# Dakota/Myself



## RogueMare (Feb 17, 2010)

Ok, did this video for a internship position. And I got the job! I'm super excited, but I figured I'd let you guys have a stab at critiquing me.  


*Disclaimer*: I've only ridden in an English saddle... maybe half a dozen times. I've always been a speed events girl so this is something almost entirely new to me.  







Thanks in advance!


----------



## britneypadilla (Nov 5, 2009)

Aww! Your horse is very cute. Listens very well to you as well! She has a beautiful transitioning from trot to canter! Although she does seem a little uncomfortable in parts of the video. Her canter looks very smooth, and she looks like a fun ride! You look great in the saddle, and very good posture.. If you were going into english equitation classes, they would say somethings along the lines of put your legs back a little more to even your legs with your shoulders, and point your toes more inward toward the horse when you ride. Your hands bounce around a little bit and you shouldn't be able to see them move at all when you ride. Other than that you two look like a perfect pair together!


----------



## corinowalk (Apr 26, 2010)

YAY! You found a horse! I'm not sure my Nico would have done as well! Glad to hear that you got the job! 

For a girl who only did gaming, you do look pretty 'at home' in an english saddle. You have good posture and once you correct your leg just a smooch, you will be in super shape! As a primarily western rider, I know that your leg just always wants to go forward! The good thing is, you didn't get what we call the 'barrel racing HUMP' from leaning over a western saddle all the time. Your back is razor straight and thats a good thing! You look great girl! Good luck with everything!


----------



## Deerly (Apr 18, 2010)

That's a really pretty horse! Was she having a hard time holding the canter? It looks like she wasn't able to keep it up and got sort of uncomfortable and fell back down into a trot. 

She's really cute though!

Edit: I could totally be wrong, you could just be asking for all those transitions so sorry if I am  Its hard for me to see!


----------



## RogueMare (Feb 17, 2010)

She was actually a "Rental" Horse. And thank-you guys.  On her left lead she had a really hard time keeping it. She seems VERY uncomfortable in it. Her owner assured me she was ok, and she didn't seem ouchy or anything along those lines. 

I felt like my hands were EVERYWHERE! Lol, but thats the reason for the black gloves.  I felt way more comfortable in that saddle than I normally did in a western saddle. Which is odd, since I LOVED running barrels.  

I'm going to start a thread soon detailing my trip down there, and my time being there. I'll let you guys know EVERYTHING that happens.


----------



## A knack for horses (Jun 17, 2010)

Wow, you can do all that in only 6 rides? (in an english saddle)
I'm jealous. I've only ridden english a few times, but I'm not brave enough to go faster than very slow walk.
Congrats on the internship!


----------



## RogueMare (Feb 17, 2010)

Around 6 rides. Lol. I'm not honestly counting. But I know its less than the number of fingers I have.

**YOUR TASKS**:
A: From the riding critique thread, extract the stretch from "Ok, did this" through "Thanks in advance!".
B: For each statement, answer yes or no on whether it agrees with the riding critique thread, and quote the words from the thread that decide it. (i) RogueMare got the internship position. (ii) The horse in the video belonged to RogueMare. (iii) RogueMare felt more comfortable in the English saddle than in a western saddle.

**DATA SHOWN**:
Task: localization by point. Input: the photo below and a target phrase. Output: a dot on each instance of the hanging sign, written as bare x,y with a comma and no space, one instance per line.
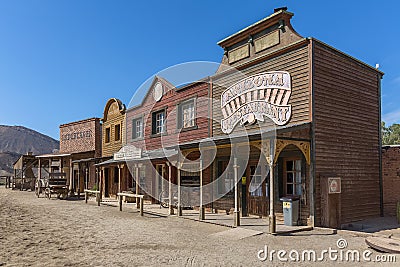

**EXERCISE ANSWERS**:
A:
Ok, did this video for a internship position. And I got the job! I'm super excited, but I figured I'd let you guys have a stab at critiquing me.  


*Disclaimer*: I've only ridden in an English saddle... maybe half a dozen times. I've always been a speed events girl so this is something almost entirely new to me.  







Thanks in advance!

B:
(i) Yes: "And I got the job!"
(ii) No: "She was actually a "Rental" Horse."
(iii) Yes: "I felt way more comfortable in that saddle than I normally did in a western saddle."